[Provided text]
-=-=-=-=-

Q: You mentioned that male asparagus plants produce more than female asparagus plants. How do you tell the difference?

A: Male asparagus plants produce more spears than female asparagus plants because of the energy needed to produce seed by females. So male asparagus plants are preferred over female asparagus plants. You pay a premium price for all-male asparagus crowns or roots.

We call plants that have male and female forms “dioecious.” The plants and spears look identical. The flowers are slightly different.

Male flowers and female flowers are easy to sex in some plants. Flowers of asparagus are not. Male and female asparagus flowers look nearly identical.

Asparagus spears are harvested for eight to 10 weeks in the spring. Then the spears are allowed to grow into 5- to 6-foot tall bushes called “ferns.” These ferns produce small white flowers that are either male on the male plants or female on the female plants.

The female plants produce round berries. The male plants do not.

The easiest way to tell the sex of an asparagus plant is to look for the berries that form from female flowers on the ferns. Dig up and remove the entire female plants, including their underground crowns. Do this before these young green berries become red in color or mature and can spread seeds in the garden.

When you buy 1- or 2-year-old asparagus crowns (roots) for planting, the more expensive ones will be labeled “all male.” To get all-male plants, someone must “rogue out” or remove all the female plants, including the crowns.

-=-=-=-=-

[Supplied records]
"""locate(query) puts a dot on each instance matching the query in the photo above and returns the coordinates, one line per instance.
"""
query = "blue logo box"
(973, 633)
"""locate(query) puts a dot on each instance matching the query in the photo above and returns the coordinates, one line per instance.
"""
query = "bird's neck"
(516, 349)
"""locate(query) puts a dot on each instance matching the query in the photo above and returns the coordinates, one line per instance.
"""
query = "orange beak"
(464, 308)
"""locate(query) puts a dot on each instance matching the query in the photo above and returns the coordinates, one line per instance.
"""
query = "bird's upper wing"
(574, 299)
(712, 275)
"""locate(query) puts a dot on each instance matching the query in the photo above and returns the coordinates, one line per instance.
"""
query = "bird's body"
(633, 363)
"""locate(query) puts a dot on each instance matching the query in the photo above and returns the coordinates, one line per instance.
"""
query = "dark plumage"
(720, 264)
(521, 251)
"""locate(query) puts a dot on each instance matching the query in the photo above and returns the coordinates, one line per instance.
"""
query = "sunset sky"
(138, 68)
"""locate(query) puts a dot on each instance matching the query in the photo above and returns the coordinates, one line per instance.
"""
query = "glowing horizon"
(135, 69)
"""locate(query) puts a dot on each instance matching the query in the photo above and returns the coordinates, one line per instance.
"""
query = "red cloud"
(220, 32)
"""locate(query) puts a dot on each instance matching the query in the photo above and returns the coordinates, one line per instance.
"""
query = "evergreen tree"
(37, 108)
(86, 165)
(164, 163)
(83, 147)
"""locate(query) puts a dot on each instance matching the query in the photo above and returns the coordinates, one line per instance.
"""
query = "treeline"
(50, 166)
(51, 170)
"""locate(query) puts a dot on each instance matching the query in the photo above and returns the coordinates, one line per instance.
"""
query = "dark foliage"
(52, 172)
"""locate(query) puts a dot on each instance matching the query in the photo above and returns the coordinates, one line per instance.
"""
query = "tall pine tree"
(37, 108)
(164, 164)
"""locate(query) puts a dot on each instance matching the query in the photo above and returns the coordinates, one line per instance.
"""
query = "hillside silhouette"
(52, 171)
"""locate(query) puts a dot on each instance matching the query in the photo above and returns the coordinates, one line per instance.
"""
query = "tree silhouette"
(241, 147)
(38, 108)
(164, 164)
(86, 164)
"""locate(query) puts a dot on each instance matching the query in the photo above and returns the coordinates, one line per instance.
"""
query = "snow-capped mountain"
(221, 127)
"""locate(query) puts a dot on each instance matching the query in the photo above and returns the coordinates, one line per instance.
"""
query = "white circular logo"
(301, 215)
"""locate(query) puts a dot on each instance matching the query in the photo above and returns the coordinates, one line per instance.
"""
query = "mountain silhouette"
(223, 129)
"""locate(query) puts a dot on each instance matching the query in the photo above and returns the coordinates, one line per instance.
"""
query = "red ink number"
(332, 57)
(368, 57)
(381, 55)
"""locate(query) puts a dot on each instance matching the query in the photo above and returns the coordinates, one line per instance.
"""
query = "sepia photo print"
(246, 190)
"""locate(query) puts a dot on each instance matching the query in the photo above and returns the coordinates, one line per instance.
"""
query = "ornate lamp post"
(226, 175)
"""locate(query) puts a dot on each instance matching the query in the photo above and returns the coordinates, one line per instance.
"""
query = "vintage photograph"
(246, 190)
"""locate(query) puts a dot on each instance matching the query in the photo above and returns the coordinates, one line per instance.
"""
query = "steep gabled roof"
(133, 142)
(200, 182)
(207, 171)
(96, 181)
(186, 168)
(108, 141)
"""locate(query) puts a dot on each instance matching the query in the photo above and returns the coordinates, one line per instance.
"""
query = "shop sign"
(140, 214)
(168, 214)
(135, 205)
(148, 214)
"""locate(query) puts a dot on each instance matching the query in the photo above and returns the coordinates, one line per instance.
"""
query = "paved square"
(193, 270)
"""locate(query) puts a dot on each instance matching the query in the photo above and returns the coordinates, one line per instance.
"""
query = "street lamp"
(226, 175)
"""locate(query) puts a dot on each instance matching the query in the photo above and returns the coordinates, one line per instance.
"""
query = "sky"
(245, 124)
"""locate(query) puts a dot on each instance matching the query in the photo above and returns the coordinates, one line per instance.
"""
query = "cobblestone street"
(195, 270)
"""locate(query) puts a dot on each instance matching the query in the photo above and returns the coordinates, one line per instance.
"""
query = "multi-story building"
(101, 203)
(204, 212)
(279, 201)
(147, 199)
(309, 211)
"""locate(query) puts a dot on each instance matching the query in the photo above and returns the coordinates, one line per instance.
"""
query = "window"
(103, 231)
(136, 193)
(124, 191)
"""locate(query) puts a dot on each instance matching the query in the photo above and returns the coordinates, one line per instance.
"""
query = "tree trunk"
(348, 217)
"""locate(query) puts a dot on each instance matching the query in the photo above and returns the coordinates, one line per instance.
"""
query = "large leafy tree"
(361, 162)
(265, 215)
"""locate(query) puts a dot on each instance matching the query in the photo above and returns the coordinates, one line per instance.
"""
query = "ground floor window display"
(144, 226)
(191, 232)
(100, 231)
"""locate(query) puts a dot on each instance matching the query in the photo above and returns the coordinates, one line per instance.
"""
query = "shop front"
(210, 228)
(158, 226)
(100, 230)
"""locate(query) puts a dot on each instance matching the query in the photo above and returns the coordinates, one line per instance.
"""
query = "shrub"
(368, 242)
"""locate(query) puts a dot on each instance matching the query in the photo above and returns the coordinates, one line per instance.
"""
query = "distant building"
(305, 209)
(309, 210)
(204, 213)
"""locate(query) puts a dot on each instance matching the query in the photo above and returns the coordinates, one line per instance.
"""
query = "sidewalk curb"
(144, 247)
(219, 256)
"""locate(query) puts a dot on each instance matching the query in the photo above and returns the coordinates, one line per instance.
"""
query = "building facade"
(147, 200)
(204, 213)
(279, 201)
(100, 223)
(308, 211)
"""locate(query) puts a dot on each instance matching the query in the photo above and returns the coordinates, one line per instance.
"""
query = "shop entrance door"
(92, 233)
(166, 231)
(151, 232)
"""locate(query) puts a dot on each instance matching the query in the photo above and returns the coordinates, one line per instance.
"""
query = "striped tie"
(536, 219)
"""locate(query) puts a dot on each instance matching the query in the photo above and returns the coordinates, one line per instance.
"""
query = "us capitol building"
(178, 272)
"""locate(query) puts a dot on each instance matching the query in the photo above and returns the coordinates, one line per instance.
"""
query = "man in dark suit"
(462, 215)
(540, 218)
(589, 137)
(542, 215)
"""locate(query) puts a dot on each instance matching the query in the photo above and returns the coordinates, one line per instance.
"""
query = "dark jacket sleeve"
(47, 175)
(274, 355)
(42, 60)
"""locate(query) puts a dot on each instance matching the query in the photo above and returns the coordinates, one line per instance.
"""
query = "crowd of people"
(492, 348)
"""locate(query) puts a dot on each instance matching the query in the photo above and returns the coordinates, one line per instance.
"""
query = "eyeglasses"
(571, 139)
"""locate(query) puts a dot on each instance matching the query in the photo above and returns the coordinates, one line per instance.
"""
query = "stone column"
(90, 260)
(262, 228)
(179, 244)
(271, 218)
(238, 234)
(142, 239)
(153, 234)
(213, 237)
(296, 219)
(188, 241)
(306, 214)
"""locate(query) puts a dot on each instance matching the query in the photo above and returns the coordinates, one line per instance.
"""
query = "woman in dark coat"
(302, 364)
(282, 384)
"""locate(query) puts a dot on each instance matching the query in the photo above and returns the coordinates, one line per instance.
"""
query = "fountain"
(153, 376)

-=-=-=-=-

[Set task 1]
Using the asparagus text above, decide whether each statement agrees with it: (a) male and female asparagus flowers are easy to tell apart; (b) only female asparagus plants produce round berries; (c) asparagus spears are harvested for eight to 10 weeks in the fall. Answer each with yes or no and quote the deciding words.
[Set task 2]
Reproduce the part of the asparagus text above from "We call plants" up to and including "the female plants.".

[Result 1]
(a) No: "Male and female asparagus flowers look nearly identical."
(b) Yes: "The female plants produce round berries. The male plants do not."
(c) No: "Asparagus spears are harvested for eight to 10 weeks in the spring."

[Result 2]
We call plants that have male and female forms “dioecious.” The plants and spears look identical. The flowers are slightly different.

Male flowers and female flowers are easy to sex in some plants. Flowers of asparagus are not. Male and female asparagus flowers look nearly identical.

Asparagus spears are harvested for eight to 10 weeks in the spring. Then the spears are allowed to grow into 5- to 6-foot tall bushes called “ferns.” These ferns produce small white flowers that are either male on the male plants or female on the female plants.